* begin Input *

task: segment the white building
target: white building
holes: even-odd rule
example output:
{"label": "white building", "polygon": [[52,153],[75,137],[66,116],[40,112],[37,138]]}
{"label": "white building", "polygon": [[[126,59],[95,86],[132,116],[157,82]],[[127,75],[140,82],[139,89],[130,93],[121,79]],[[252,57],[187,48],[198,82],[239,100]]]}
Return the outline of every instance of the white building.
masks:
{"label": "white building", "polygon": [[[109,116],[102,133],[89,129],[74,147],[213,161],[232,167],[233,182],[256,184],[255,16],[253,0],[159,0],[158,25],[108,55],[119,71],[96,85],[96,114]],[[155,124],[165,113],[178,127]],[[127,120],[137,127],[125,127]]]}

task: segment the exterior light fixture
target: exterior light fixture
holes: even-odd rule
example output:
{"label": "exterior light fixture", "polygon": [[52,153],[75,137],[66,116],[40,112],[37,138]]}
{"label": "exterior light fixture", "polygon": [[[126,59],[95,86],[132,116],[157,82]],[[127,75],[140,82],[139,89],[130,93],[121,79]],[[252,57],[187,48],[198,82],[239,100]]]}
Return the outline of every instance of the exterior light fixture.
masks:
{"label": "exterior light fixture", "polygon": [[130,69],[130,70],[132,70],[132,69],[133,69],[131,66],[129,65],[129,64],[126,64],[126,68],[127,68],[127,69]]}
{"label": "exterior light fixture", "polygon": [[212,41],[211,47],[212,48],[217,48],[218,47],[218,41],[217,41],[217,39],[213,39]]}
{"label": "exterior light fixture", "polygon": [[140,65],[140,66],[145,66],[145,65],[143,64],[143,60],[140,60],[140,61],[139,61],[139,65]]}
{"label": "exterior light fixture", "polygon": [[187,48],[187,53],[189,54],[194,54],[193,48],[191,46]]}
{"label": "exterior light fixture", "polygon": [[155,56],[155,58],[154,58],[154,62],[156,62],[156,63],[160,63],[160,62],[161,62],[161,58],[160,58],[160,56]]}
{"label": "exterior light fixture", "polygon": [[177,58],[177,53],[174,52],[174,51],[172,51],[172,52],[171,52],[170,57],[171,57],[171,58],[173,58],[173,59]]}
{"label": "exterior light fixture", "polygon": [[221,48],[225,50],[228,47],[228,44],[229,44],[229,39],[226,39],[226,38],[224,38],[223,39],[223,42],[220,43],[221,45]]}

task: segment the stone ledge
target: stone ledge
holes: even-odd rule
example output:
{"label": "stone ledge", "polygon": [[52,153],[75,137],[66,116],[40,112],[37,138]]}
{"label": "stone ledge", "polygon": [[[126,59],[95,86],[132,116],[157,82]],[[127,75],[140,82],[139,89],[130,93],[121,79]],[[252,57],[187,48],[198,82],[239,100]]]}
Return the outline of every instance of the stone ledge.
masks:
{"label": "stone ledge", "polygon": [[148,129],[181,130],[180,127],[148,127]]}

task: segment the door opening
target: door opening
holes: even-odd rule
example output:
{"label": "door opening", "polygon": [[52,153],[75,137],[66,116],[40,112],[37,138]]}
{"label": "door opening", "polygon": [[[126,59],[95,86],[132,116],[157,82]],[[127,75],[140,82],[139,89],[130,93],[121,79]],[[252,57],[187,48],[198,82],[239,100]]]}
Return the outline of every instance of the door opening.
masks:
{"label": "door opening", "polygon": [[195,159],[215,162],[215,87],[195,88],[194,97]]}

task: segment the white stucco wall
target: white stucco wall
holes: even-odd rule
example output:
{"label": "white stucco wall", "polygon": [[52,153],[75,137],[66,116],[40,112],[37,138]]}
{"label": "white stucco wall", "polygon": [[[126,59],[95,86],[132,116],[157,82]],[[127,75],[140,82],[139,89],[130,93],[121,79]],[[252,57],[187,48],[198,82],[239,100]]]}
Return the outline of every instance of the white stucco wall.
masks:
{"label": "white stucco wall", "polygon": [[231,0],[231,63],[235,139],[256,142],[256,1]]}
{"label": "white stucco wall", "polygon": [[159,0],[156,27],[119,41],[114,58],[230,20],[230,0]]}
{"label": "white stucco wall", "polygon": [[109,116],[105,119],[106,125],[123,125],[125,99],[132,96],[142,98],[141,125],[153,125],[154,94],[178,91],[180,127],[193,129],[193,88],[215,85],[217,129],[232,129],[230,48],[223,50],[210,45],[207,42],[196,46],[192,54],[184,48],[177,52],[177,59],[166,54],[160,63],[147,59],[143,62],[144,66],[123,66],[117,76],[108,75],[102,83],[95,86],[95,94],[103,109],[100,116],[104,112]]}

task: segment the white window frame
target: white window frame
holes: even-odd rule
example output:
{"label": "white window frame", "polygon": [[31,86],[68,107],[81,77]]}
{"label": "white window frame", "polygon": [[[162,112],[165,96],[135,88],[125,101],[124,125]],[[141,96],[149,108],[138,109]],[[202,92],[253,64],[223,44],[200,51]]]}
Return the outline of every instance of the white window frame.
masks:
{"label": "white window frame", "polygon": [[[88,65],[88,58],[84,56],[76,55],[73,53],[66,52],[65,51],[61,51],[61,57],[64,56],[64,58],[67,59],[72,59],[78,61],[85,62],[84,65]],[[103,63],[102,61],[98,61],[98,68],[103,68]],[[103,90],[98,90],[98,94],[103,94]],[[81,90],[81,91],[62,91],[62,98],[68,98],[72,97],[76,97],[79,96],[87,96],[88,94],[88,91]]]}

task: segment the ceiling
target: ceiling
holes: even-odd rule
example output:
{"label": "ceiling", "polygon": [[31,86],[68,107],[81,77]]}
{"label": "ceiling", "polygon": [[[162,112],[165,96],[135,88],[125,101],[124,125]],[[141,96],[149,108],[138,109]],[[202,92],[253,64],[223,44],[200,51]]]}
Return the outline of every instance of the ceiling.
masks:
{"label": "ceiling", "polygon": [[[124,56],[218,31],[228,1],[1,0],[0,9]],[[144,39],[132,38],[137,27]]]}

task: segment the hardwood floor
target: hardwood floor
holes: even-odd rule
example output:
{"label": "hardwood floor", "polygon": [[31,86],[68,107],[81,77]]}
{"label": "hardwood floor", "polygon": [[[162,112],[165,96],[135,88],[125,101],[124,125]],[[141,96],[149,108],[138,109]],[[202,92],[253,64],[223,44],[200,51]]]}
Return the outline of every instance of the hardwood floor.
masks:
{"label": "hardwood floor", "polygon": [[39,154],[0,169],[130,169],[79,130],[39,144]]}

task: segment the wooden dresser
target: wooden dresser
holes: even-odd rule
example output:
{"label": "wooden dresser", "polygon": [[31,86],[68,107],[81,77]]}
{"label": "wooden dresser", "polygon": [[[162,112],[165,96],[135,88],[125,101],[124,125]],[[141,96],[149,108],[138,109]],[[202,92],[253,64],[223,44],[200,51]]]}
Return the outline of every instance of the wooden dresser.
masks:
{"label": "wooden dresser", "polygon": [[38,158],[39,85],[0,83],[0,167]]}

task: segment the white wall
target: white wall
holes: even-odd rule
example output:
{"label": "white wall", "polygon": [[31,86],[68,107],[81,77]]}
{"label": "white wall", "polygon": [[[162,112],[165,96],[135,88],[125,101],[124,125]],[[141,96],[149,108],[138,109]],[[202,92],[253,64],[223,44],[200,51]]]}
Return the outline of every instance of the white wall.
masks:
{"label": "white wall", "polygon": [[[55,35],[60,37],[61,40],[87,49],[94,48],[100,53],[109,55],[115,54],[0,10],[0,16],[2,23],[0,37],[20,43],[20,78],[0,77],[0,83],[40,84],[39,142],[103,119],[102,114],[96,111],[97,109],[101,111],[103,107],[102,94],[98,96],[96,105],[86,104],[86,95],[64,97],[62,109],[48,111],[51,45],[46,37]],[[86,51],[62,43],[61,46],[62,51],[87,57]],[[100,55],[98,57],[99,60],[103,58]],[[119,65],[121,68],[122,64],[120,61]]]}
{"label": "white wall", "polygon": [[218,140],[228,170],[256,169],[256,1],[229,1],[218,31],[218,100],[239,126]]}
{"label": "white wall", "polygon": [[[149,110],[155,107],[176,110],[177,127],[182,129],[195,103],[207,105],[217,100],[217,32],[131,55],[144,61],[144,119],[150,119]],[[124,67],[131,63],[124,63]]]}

* end Input *

Challenge:
Please pull out each line in the data above that contains the word "outline".

Result of the exercise:
Return the outline of every instance of the white building.
Return the outline of every instance of the exterior light fixture.
Return the outline of every instance of the stone ledge.
Return the outline of every instance of the door opening.
Return the outline of every instance of the white stucco wall.
Return the outline of every instance of the white window frame.
Return the outline of every instance of the ceiling.
Return the outline of every instance of the hardwood floor.
Return the outline of every instance of the wooden dresser.
Return the outline of every instance of the white wall.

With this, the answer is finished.